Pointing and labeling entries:
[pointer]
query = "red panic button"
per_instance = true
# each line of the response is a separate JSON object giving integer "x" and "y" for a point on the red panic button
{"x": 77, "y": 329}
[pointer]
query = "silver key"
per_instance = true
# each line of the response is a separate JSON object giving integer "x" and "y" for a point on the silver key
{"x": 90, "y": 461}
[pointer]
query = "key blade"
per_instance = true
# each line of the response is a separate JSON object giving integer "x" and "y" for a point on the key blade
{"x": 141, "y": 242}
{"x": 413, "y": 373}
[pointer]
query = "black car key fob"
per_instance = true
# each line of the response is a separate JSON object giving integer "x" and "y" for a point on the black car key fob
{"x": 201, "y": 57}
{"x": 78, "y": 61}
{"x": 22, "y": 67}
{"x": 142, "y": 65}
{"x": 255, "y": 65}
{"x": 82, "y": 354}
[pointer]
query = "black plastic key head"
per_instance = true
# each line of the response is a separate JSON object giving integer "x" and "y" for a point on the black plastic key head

(Problem requirements): Scale up the listing above by multiplying every x and y coordinate in the answers by 2.3. Round each result to a whole number, with halves going up, and write out every line of the listing again, requests included.

(Result):
[pointer]
query = "red panic button"
per_instance = true
# each line of the response is a separate JSON object giving integer "x" and "y" for a point on the red panic button
{"x": 177, "y": 757}
[pointer]
query = "silver key"
per_instance = true
# each line of the response is a separate JSON object giving integer "x" and "y" for a point on the silver key
{"x": 207, "y": 1060}
[pointer]
query = "key blade"
per_instance = true
# each line of the response is a separate JSON object giving integer "x" and "y" for a point on the key blade
{"x": 324, "y": 557}
{"x": 950, "y": 858}
[pointer]
query = "black car key fob"
per_instance = true
# each line of the response is a separate JSON object giving integer "x" and "y" for a point on the black car key fob
{"x": 462, "y": 131}
{"x": 179, "y": 140}
{"x": 51, "y": 154}
{"x": 327, "y": 150}
{"x": 587, "y": 150}
{"x": 189, "y": 814}
[pointer]
query = "black plastic key head"
per_instance = true
# each line of the response is a separate JSON object giving integer "x" and "y" for a point on the black plastic key head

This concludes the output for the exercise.